▸ Given passage

==================================================

Just about a year into the tenure of Bill Evans' longest-lasting trio from 1968 to 1974, the threesome's collective intuition is well in bloom, not just in a one-on- one dynamic, but all around the ensemble. As much as bassist Eddie Gomez and drummer Marty Morrell exhibit a gentility directly reflective of the pianist, they authoritatively solidifying their bond with him, the subversive (sic) taper's work revealing none of the three betraying any discernible reticence in learning to anticipate each other's moves and complement each other's actions. In addition to the two-hours plus playing time captured during an engagement at Ronnie Scott's celebrated jazz club in December 1969, a thirty-six page booklet (as is usually included with such issues from this label) contains extensive liner notes, comprised of essays, interviews and rare photos, in sum bringing new meaning to the phrase "complete package."

Wes Montgomery
Back On Indiana Avenue: The Carroll DeCamp Recordings
Resonance Records

The panoply of configurations on display within Back on Indiana Avenue is startling. In fact, the range of instrumentation, from two trio formats (one without drums) to quartets and sextets seems expressly designed to illustrate the full stylistic range at the command of the guitarist. While the sound quality is not wholly pristine throughout (consider the sources as described, next to interviews with the likes of John Scofield), it's generally sufficient to offer a clear depiction of the distinct textures of organ, trombone, etc,. And, it also reveals a somewhat less egalitarian relationship between the musicians than on its companion piece (both initially available on vinyl). Yet even with a greater air of leader with accompanists on The Carroll DeCamp Recordings, there's no less a sense of keen synchrony among the musicians (or dutiful research and notes devoted to their work).

Tracks and Personnel

Evans In England

Tracks: CD 1: Our Love Is Here to Stay; Sugar Plum; Stella By Starlight; My Foolish Heart; Waltz for Debby; 'Round Midnight; The Two Lonely People; Who Can I Turn To (When Nobody Needs Me). CD 2: Elsa; What Are You Doing for The Rest of Your Life?; Turn Out the Stars; Re: Person I Knew; Goodbye; Come Rain or Come Shine; Very Early; So What; Midnight Mood; Polka Dots and Moonbeams.

Personnel: Bill Evans: piano; Eddie Gomez: bass; Marty Morell: drums.

Back On Indiana Avenue: The Carroll DeCamp Recordings

Tracks: CD 1: Four On Six; Mr. Walker; 'Round Midnight; So What; The End of A Love Affair; Tune Up; West Coast Blues; Jingles; It's You Or No One; Nothing Ever Changes My Love For You; Ecaroh; Sandu; Whisper Not. CD 2: Stompin' at the Savoy; It's You or No One (Take 2); Opus De Funk; Summertime; Between the Devil and the Deep Blue Sea; Easy Living; Four; I'll Remember April; The Song Is You.

Personnel: Wes Montgomery: guitar; Earl Van Riper: piano; Buddy Montgomery: piano; John Bunch: piano; Carl Perkins: piano; Melvin Rhyne: organ, piano; Monk Montgomery: bass; Mingo Jones: bass; Sonny Johnson: drums; David Baker: trombone; David Young: tenor saxophone.

==================================================

▸ Required task 1
Quote the part of the jazz review that opens with the words containing "Evans In England" and closes with "Marty Morell: drums.".

Point annotations for photos
==================================================

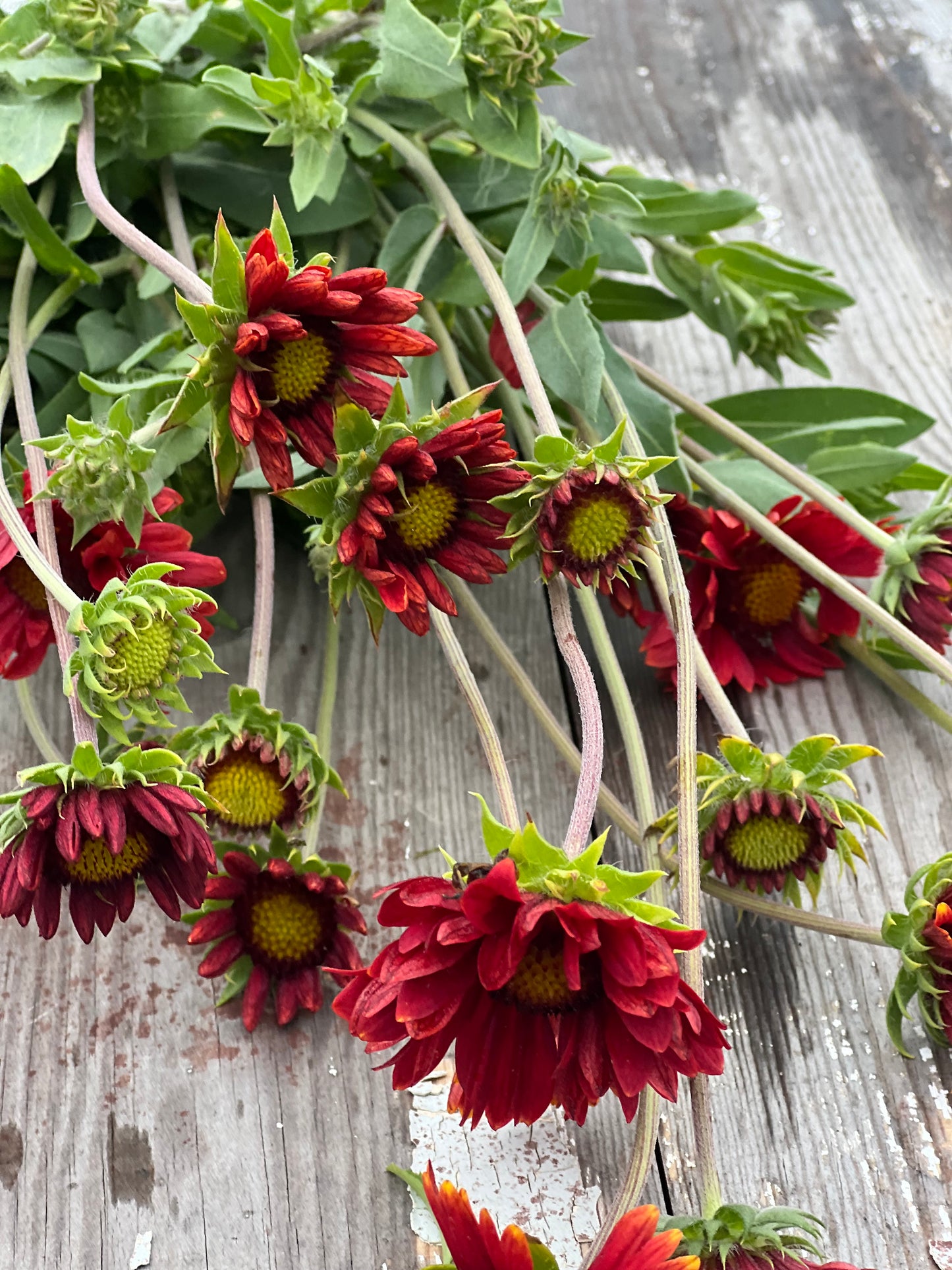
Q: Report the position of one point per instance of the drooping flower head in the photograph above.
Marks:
(748, 1238)
(923, 935)
(285, 347)
(260, 768)
(135, 643)
(408, 496)
(474, 1244)
(277, 920)
(93, 830)
(768, 822)
(584, 512)
(108, 550)
(749, 602)
(555, 981)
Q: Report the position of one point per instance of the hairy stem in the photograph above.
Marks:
(470, 689)
(184, 278)
(590, 710)
(527, 690)
(325, 716)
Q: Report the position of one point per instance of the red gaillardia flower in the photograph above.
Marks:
(93, 830)
(746, 597)
(107, 552)
(475, 1245)
(260, 768)
(553, 995)
(408, 496)
(583, 512)
(278, 920)
(770, 822)
(499, 346)
(308, 338)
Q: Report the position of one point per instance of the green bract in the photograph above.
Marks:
(135, 643)
(926, 968)
(757, 1231)
(793, 790)
(98, 473)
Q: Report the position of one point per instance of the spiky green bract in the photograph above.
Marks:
(245, 718)
(556, 459)
(279, 848)
(131, 766)
(756, 1231)
(547, 870)
(98, 473)
(923, 971)
(135, 643)
(361, 444)
(796, 785)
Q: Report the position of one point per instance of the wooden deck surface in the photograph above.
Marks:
(131, 1105)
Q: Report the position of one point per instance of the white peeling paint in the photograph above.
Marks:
(523, 1175)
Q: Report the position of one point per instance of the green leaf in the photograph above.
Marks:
(416, 59)
(278, 34)
(569, 355)
(615, 300)
(49, 248)
(34, 130)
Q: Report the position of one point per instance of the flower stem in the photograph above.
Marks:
(325, 716)
(527, 690)
(590, 710)
(36, 727)
(468, 241)
(184, 278)
(470, 689)
(791, 916)
(743, 440)
(820, 572)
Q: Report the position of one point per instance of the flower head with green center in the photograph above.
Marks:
(277, 919)
(923, 935)
(93, 828)
(136, 641)
(260, 768)
(770, 822)
(584, 512)
(98, 473)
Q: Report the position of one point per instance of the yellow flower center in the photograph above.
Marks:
(300, 368)
(20, 579)
(767, 842)
(771, 592)
(596, 527)
(430, 513)
(141, 656)
(97, 864)
(252, 793)
(286, 925)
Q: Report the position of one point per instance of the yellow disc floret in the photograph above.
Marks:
(252, 792)
(767, 842)
(300, 368)
(596, 527)
(286, 925)
(97, 864)
(430, 513)
(771, 592)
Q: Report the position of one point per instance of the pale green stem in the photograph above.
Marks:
(36, 727)
(891, 678)
(820, 572)
(468, 241)
(790, 915)
(325, 718)
(743, 440)
(470, 689)
(612, 807)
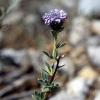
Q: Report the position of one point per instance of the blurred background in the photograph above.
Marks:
(23, 37)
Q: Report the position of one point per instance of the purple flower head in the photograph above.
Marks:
(55, 19)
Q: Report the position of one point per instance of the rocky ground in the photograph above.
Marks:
(23, 37)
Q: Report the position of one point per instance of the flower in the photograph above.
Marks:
(55, 19)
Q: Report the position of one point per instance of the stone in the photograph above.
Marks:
(88, 73)
(95, 27)
(93, 50)
(80, 30)
(89, 8)
(77, 87)
(97, 97)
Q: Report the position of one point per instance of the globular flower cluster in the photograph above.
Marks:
(55, 19)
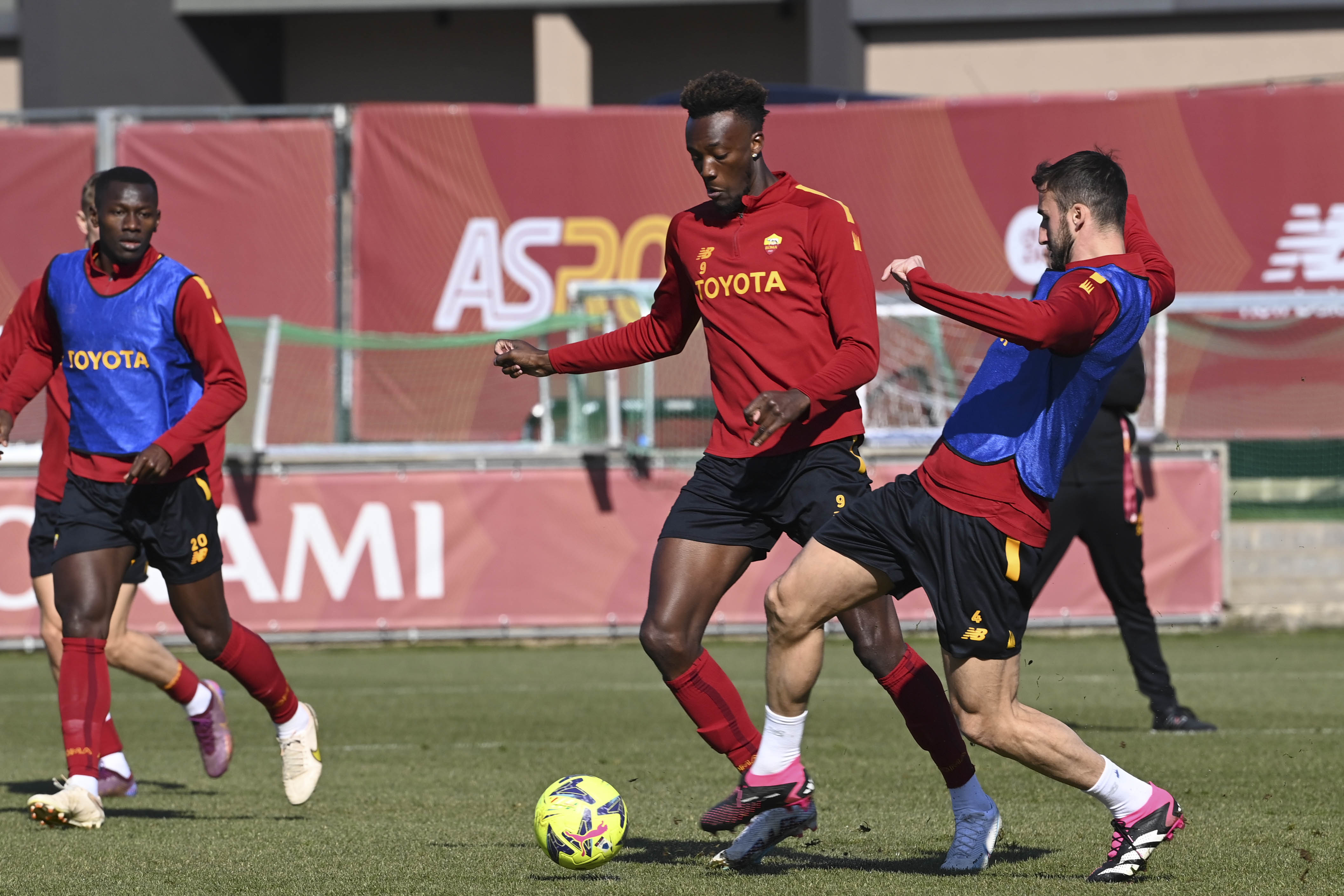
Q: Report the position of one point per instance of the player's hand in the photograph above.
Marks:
(901, 268)
(772, 412)
(150, 465)
(518, 358)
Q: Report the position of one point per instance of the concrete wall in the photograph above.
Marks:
(1053, 64)
(83, 53)
(639, 53)
(452, 57)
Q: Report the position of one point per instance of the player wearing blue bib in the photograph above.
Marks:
(1022, 417)
(152, 378)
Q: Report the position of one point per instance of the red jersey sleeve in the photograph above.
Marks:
(1068, 323)
(1162, 276)
(851, 303)
(38, 360)
(659, 334)
(18, 325)
(203, 332)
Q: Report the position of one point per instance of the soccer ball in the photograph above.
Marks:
(580, 823)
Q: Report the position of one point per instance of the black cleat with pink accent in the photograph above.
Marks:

==================================================

▸ Required task 2
In the rows, substitute "football" for "soccer ball" and leave everything else unchanged. Reproduce only the part that opens with the line containing "bib in the photograph above." and runs through the end of the rows.

▸ Worked solution 1
Evans In England

Tracks: CD 1: Our Love Is Here to Stay; Sugar Plum; Stella By Starlight; My Foolish Heart; Waltz for Debby; 'Round Midnight; The Two Lonely People; Who Can I Turn To (When Nobody Needs Me). CD 2: Elsa; What Are You Doing for The Rest of Your Life?; Turn Out the Stars; Re: Person I Knew; Goodbye; Come Rain or Come Shine; Very Early; So What; Midnight Mood; Polka Dots and Moonbeams.

Personnel: Bill Evans: piano; Eddie Gomez: bass; Marty Morell: drums.

▸ Worked solution 2
Q: Report the position of one point per instance of the player wearing blue bib in the photograph above.
Marks:
(1022, 417)
(152, 378)
Q: Report the position of one point per instance of the red jersey sleeve in the photograph above.
Marks:
(1068, 323)
(1162, 276)
(851, 303)
(38, 360)
(659, 334)
(18, 325)
(203, 332)
Q: Report the position of one point per instance of the football in the photograph above.
Marks:
(580, 823)
Q: Report the position of one point per instance of the black cleat with pink accent in the photograph above.
Marks:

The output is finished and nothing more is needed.